== Tasks and exercises ==
- 1) Answer each question from the GPU forum thread, one answer per line, marked like the questions.
(a) Which command does baconator recommend for looking at the running processes?
(b) Since which release, according to lissyx, does it default to CPU when it cannot find CUDA?
(c) Which environment variable does lissyx suggest setting?
- 2) Write the next part of the GPU forum thread, starting after its final line.

Check training on GPU

reza_ali · June 10, 2020, 5:45pm

Hi
How can check that training using GPU?

baconator · June 10, 2020, 6:14pm

nvidia-smi, check the processes running, one should be taking a lot of memory.

reza_ali · June 10, 2020, 6:19pm

The process not set not GPU?
How can set it on GPU?
There isn’t any script that show training loss function chart … ?

baconator · June 10, 2020, 8:19pm

If you have the right software and hardware installed, it will automatically use the gpu.

lissyx · June 10, 2020, 8:20pm

have you read the doc and properly setup tensorflow-gpu ? since r1.15, it will default to CPU if it fails to find CUDA …

lissyx · June 10, 2020, 8:21pm

Please try and run with TF_CPP_MIN_VLOG_LEVEL=1 env variable to more easily investigate on tensorflow side …

reza_ali · June 11, 2020, 7:05am

thanks
1- I check it my tensorflow version was cpu I install gpu version. that’s OK.

2- I get this error when running code:
./bin/run-ldc93s1.sh
+ [ ! -f DeepSpeech.py ]
+ [ ! -f data/ldc93s1/ldc93s1.csv ]
+ [ -d ]
+ python -c from xdg import BaseDirectory as xdg; print(xdg.save_data_path(“deepspeech/ldc93s1”))
+ checkpoint_dir=/home/sokhan/.local/share/deepspeech/ldc93s1
+ export CUDA_VISIBLE_DEVICES=0
+ python -u DeepSpeech.py --noshow_progressbar --train_files data/ldc93s1/ldc93s1.csv --test_files data/ldc93s1/ldc93s1.csv --train_batch_size 1
–test_batch_size 1 --n_hidden 100 --epochs 200 --checkpoint_dir /home/sokhan/.local/share/deepspeech/ldc93s1
*swig/python detected a memory leak of type 'Alphabet ', no destructor found.

== Supplied data ==

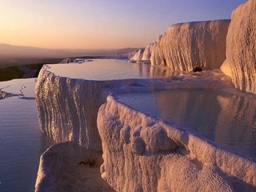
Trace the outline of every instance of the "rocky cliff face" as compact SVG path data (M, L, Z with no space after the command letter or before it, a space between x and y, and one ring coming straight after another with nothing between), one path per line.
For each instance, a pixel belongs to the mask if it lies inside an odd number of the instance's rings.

--

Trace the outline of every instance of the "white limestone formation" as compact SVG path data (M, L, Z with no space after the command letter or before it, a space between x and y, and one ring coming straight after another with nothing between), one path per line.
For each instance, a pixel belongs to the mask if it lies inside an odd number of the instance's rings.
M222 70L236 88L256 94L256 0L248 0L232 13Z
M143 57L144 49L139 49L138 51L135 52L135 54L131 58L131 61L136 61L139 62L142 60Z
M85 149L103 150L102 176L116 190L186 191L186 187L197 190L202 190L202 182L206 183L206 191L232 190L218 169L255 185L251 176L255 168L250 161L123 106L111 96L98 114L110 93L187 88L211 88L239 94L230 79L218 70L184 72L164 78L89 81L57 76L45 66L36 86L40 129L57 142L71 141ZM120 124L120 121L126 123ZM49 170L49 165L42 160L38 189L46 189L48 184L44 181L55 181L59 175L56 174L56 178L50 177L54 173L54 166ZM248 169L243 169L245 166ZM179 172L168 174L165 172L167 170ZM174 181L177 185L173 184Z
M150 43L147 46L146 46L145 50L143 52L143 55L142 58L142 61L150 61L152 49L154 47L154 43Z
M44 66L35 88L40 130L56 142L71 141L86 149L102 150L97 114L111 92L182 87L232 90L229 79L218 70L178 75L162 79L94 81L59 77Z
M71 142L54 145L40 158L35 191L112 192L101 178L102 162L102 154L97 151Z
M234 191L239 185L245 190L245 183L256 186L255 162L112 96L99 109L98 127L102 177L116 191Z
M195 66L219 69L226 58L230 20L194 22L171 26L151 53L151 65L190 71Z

== Answers ==
- 1)
(a) nvidia-smi
(b) r1.15
(c) TF_CPP_MIN_VLOG_LEVEL=1

- 2)
and at the end of log it print this lines:

I Test epoch...
swig/python detected a memory leak of type 'Output *', **no destructor found**.
swig/python detected a memory leak of type 'std::vector< Output,std::allocator< Output > > *', no destructor found.
swig/python detected a memory leak of type 'std::vector< std::vector< Output,std::allocator< Output > > > *', no destructor found.
swig/python detected a memory leak of type 'Alphabet *', no destructor found.

how can fix it?

3 - I have about 500 hours data.
code get so low GPU memory , I have a GeForce GTX 1080 Ti GPU and it has 11 G memory, but code get only 145MiB memory.

lissyx · June 11, 2020, 7:08am

you have not answered on the rest.

this is harmless

read the doc, adjust batch size

reza_ali · June 11, 2020, 7:32am

mmm, for this GPU and amount data, what you suggest about batch size?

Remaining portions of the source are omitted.